==== Исходный текст

Литмир - Электронная Библиотека
Содержание  
A
A

…На другое лето 7196 (1688) те же воеводы с войски своими марш восприняли к Крыму. И по приходу к Перекопу стояли три дни и учинили с татары перемирие. Также назад все войска поворотили безо всякого плода. Сие было первое падение князя Голицына к его неучастию и при повороте его, князя Голицына, из другого походу царь Петр Алексеевич не хотел допустить своей руки целовать, как то обыкновенно чинено.

========

- _Задание_
Ответьте, пожалуйста, на вопросы по отрывку о крымском походе:
(а) В каком году войска выступили к Крыму?
(б) С кем было заключено перемирие у Перекопа?
(в) Чего не захотел допустить царь Петр Алексеевич при возвращении князя Голицына из другого похода?
Список далее — самостоятельный материал, с текстом он не связан.

==== Исходные данные

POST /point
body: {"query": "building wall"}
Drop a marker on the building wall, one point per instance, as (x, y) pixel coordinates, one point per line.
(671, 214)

========

- _Ответ_
(а) В 7196 (1688) году.
(б) С татарами.
(в) Не захотел допустить, чтобы князь Голицын целовал ему руку.